AUFGABENSTELLUNG>
Überführe den Abschnitt von der Zeile mit „of the tail“ bis einschließlich der Zeile mit „<point>351,180</point>“ in eine Markdown-Tabelle mit den Spalten „Nr“ für die fortlaufende Nummer und „Zeile“ für den Zeilentext. Leere Zeilen werden dabei ausgelassen.

ÜBUNGSMATERIAL>

- - -

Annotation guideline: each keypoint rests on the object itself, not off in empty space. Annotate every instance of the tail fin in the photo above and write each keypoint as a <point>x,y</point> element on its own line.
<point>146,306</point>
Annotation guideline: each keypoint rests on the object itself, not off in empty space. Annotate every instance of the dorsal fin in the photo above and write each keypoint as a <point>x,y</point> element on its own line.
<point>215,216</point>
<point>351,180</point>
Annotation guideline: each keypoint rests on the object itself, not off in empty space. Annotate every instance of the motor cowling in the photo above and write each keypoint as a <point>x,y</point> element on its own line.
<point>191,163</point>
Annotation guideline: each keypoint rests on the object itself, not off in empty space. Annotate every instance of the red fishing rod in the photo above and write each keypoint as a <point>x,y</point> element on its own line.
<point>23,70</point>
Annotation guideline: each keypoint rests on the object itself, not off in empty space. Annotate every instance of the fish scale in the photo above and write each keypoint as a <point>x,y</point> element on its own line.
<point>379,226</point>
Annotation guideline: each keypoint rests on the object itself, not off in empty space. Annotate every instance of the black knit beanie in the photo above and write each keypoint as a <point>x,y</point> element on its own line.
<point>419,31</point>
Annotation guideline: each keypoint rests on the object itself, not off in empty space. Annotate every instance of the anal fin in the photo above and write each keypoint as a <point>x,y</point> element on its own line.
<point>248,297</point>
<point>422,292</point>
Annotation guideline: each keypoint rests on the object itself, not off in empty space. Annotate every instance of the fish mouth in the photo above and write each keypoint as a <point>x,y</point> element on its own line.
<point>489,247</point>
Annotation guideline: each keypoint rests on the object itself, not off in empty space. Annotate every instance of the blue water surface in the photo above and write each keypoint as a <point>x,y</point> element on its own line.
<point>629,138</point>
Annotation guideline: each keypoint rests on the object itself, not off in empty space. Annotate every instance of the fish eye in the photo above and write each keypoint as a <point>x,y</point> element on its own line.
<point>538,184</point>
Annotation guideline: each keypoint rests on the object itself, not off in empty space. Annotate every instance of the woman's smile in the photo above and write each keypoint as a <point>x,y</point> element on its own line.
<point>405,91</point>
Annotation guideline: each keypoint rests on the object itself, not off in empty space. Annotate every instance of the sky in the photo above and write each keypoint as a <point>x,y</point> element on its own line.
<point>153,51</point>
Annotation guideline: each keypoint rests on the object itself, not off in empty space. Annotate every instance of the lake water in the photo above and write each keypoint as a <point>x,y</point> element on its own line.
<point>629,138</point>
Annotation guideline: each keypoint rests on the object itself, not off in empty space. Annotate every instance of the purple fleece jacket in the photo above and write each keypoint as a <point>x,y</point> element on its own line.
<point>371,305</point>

- - -

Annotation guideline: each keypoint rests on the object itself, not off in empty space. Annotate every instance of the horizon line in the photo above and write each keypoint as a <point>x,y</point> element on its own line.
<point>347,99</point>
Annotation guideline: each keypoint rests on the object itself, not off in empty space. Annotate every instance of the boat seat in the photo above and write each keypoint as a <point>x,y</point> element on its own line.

- - -

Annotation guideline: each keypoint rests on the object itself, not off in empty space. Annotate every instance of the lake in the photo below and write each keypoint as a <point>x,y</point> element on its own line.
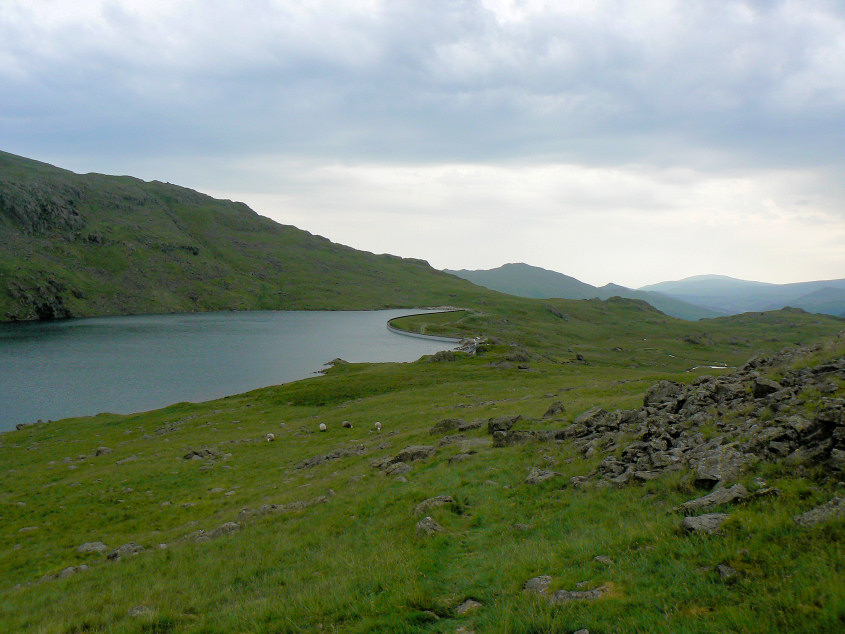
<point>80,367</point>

- - -

LÖSUNG>
| Nr | Zeile |
|---|---|
| 1 | Annotation guideline: each keypoint rests on the object itself, not off in empty space. Annotate every instance of the tail fin in the photo above and write each keypoint as a <point>x,y</point> element on its own line. |
| 2 | <point>146,306</point> |
| 3 | Annotation guideline: each keypoint rests on the object itself, not off in empty space. Annotate every instance of the dorsal fin in the photo above and write each keypoint as a <point>x,y</point> element on its own line. |
| 4 | <point>215,216</point> |
| 5 | <point>351,180</point> |